→ **Work instructions**: Please copy the blog post from "Back on July" to "happening here. . . .", substituting "undecided voters" for "swing voters".

From My Blog To Jonathan Alter’s Ear

Back on July 28, at the height of enthusiasm for the Kerry campaign, I noted this, from Josh Marshall’s site, about a conversation Marshall had with Michael Moore at the Democratic convention:

I ask him what he makes of all of this. No attacks on the president. Not even any mention of the man’s name. . . .
[A]s he breezes by he says, “Oh, Really? I liked it. You don’t even have to say it. Everyone knows how bad it is.”
Think what you will about Michael Moore or evening one of the convention, I think that sums up precisely what this event is all about and the dynamic on which it’s operating. I’ve seen a slew of articles today arguing that the Democrats must energize their ‘base’ while not alienating the swing voters John Kerry needs to clinb from the mid-40s past 50%.
But this strikes me as a tired conventional wisdom that has little to do with what’s actually happening here. . . .
Among Democrats, the rejection of this president is so total, exists on so many different levels, and is so fused into their understanding of all the major issues facing the country, that it doesn’t even need to be explicitly evoked. . . . the primetime speeches were actually brimming with barbs, and rather jagged ones at that. They were just woven into the fabric of the speeches, fused into rough-sketched discussions of policy, or paeans to Kerry.

Photo-based point labeling data:
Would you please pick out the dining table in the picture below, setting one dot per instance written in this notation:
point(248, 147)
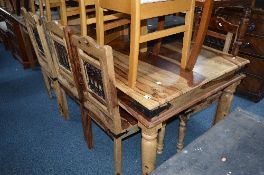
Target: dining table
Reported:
point(164, 91)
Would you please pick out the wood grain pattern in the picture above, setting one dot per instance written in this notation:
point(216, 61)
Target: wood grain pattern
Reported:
point(162, 85)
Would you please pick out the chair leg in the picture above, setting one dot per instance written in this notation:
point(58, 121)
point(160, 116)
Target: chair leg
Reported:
point(48, 10)
point(63, 13)
point(225, 102)
point(47, 83)
point(187, 38)
point(156, 48)
point(83, 18)
point(182, 129)
point(62, 100)
point(118, 155)
point(87, 127)
point(161, 139)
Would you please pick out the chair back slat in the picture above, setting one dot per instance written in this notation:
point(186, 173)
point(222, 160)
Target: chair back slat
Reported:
point(96, 64)
point(38, 39)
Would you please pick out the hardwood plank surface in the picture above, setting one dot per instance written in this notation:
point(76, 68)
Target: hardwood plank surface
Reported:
point(160, 81)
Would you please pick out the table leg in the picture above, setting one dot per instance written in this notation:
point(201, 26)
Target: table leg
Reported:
point(161, 23)
point(161, 139)
point(149, 148)
point(182, 130)
point(225, 101)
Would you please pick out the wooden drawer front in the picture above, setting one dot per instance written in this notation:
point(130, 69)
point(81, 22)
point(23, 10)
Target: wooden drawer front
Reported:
point(253, 47)
point(256, 24)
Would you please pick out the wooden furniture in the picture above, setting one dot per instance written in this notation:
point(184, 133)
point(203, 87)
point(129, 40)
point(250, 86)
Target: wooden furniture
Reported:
point(19, 41)
point(96, 69)
point(3, 31)
point(248, 43)
point(141, 10)
point(61, 53)
point(37, 35)
point(252, 48)
point(60, 56)
point(219, 151)
point(164, 91)
point(224, 25)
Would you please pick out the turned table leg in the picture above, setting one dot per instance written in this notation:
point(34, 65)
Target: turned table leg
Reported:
point(161, 139)
point(224, 104)
point(182, 129)
point(149, 148)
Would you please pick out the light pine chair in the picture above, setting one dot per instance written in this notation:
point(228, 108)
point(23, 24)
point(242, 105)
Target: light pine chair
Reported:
point(83, 15)
point(40, 45)
point(60, 56)
point(96, 69)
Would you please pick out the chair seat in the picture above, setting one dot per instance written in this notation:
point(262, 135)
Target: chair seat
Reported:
point(3, 26)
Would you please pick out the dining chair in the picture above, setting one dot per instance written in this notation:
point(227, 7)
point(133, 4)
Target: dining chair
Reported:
point(96, 71)
point(141, 10)
point(60, 56)
point(37, 36)
point(64, 69)
point(234, 30)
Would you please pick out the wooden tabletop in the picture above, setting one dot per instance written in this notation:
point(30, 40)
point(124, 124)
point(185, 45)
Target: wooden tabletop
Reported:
point(161, 80)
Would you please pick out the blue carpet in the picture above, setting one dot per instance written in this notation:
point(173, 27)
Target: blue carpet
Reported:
point(34, 138)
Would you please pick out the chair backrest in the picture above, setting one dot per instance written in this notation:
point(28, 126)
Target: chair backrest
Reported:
point(60, 55)
point(97, 69)
point(221, 33)
point(39, 42)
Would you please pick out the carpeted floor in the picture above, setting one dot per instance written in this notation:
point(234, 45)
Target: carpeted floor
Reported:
point(34, 138)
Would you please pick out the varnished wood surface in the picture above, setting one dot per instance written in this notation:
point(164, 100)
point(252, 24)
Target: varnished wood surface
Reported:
point(162, 79)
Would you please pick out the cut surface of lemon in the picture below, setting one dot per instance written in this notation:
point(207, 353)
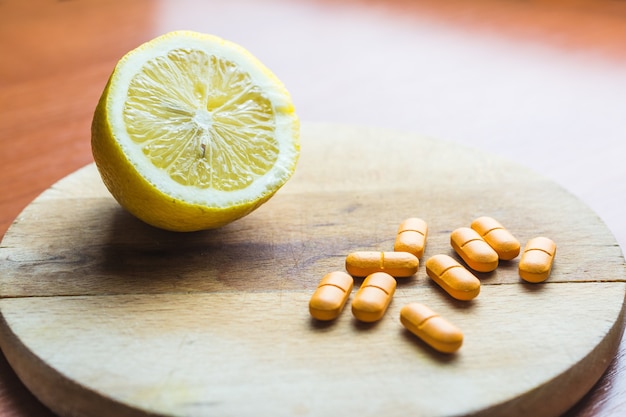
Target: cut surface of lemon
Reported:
point(192, 132)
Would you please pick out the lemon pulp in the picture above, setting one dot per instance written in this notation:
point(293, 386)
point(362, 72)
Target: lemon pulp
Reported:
point(192, 132)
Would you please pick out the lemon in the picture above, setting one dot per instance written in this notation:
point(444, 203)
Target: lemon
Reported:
point(192, 132)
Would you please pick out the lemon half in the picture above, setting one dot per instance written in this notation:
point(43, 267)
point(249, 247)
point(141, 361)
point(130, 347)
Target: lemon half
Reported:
point(192, 132)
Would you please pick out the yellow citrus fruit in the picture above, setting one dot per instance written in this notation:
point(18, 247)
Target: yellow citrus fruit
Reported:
point(192, 132)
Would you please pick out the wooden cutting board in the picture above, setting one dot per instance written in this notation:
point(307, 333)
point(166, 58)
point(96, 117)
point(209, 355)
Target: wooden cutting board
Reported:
point(103, 315)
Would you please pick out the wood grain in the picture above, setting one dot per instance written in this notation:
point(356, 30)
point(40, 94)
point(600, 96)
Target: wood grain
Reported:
point(58, 54)
point(103, 315)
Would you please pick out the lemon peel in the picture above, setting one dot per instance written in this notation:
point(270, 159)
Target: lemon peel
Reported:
point(192, 132)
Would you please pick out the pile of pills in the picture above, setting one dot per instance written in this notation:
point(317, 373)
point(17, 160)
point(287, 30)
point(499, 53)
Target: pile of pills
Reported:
point(481, 246)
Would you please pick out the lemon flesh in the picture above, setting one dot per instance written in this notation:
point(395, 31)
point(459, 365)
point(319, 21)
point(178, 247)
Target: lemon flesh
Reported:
point(192, 132)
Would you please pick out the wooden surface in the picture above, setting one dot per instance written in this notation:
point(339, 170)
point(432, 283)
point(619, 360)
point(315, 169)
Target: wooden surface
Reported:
point(103, 315)
point(539, 82)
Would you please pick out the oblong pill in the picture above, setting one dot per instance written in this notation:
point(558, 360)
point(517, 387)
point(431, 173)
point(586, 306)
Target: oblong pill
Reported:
point(411, 236)
point(331, 295)
point(396, 264)
point(476, 253)
point(433, 329)
point(453, 277)
point(537, 258)
point(373, 297)
point(500, 239)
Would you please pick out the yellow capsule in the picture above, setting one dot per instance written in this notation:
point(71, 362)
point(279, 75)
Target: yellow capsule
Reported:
point(373, 297)
point(331, 295)
point(476, 253)
point(501, 240)
point(411, 237)
point(453, 277)
point(396, 264)
point(433, 329)
point(537, 258)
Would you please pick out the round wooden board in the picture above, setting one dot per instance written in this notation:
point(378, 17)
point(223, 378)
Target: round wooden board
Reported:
point(103, 315)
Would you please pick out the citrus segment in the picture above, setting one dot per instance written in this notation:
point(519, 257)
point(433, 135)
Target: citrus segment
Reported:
point(192, 132)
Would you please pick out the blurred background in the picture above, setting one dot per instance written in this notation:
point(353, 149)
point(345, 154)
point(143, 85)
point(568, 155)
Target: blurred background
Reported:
point(542, 83)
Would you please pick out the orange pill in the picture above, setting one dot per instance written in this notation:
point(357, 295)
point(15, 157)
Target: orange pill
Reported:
point(331, 295)
point(537, 259)
point(433, 329)
point(396, 264)
point(476, 253)
point(500, 239)
point(411, 236)
point(373, 297)
point(453, 277)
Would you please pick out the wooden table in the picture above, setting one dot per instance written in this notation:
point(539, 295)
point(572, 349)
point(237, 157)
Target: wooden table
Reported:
point(541, 83)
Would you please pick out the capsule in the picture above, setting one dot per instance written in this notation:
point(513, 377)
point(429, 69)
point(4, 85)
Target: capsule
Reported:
point(396, 264)
point(411, 237)
point(373, 297)
point(500, 239)
point(433, 329)
point(453, 277)
point(537, 258)
point(476, 253)
point(331, 295)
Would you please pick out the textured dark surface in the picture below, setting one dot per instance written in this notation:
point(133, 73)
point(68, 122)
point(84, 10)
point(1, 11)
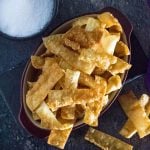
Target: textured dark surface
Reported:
point(13, 55)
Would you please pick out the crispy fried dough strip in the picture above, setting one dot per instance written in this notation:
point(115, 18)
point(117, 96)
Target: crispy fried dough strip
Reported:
point(93, 109)
point(45, 82)
point(105, 141)
point(61, 98)
point(135, 113)
point(121, 49)
point(71, 57)
point(49, 120)
point(100, 59)
point(71, 82)
point(58, 138)
point(119, 67)
point(129, 129)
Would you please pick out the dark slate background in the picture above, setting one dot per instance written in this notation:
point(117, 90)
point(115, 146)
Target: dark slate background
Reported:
point(15, 53)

→ **Reply**:
Back on July 28, at the height of enthusiasm for the Kerry campaign, I noted this, from Josh Marshall’s site, about a conversation Marshall had with Michael Moore at the Democratic convention:

I ask him what he makes of all of this. No attacks on the president. Not even any mention of the man’s name. . . .
[A]s he breezes by he says, “Oh, Really? I liked it. You don’t even have to say it. Everyone knows how bad it is.”
Think what you will about Michael Moore or evening one of the convention, I think that sums up precisely what this event is all about and the dynamic on which it’s operating. I’ve seen a slew of articles today arguing that the Democrats must energize their ‘base’ while not alienating the undecided voters John Kerry needs to clinb from the mid-40s past 50%.
But this strikes me as a tired conventional wisdom that has little to do with what’s actually happening here. . . .